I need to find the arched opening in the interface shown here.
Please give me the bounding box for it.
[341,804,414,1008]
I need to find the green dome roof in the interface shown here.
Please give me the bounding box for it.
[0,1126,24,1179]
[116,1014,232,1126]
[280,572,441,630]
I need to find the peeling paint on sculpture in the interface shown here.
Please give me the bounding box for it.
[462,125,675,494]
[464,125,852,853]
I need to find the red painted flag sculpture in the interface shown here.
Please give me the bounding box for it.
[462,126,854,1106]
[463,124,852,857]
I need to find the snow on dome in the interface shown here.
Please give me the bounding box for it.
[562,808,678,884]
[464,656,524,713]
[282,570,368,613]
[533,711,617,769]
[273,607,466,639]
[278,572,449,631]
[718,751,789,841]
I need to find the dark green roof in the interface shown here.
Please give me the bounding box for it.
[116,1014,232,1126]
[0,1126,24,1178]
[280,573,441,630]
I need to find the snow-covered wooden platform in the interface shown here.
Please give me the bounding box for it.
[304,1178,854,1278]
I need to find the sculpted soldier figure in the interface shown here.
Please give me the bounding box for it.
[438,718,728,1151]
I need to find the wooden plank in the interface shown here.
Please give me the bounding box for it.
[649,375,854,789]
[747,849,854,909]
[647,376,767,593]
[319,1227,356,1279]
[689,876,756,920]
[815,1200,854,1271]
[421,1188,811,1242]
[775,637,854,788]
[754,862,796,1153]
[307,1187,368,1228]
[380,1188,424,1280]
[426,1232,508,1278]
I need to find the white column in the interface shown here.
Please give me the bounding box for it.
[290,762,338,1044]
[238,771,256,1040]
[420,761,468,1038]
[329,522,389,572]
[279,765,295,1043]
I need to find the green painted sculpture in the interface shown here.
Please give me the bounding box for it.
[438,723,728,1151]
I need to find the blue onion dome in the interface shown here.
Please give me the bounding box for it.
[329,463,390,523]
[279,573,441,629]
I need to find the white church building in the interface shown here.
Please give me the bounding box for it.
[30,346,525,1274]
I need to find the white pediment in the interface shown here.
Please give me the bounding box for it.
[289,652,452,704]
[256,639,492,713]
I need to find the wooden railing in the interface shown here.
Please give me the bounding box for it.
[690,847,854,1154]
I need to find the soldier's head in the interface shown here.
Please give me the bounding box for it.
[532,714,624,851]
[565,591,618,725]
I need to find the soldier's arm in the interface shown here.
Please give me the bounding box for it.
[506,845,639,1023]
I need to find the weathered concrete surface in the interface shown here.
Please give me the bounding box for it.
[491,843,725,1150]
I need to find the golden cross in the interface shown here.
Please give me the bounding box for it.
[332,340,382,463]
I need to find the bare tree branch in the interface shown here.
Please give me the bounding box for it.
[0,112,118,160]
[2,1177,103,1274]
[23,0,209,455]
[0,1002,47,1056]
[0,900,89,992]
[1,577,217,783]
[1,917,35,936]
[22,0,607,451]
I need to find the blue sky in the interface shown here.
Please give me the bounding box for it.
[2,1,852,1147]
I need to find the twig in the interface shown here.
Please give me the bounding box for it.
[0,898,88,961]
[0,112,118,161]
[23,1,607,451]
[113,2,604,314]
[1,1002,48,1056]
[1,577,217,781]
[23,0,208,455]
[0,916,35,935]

* * *

• [What you are asked to do] Report all lines above with "soldier".

• [Finished exercise]
I need to find the sculpted soldier figure in the interface shown here.
I need to find the soldier's head in the interface shown here.
I need to find the soldier's arm in the interface shown here.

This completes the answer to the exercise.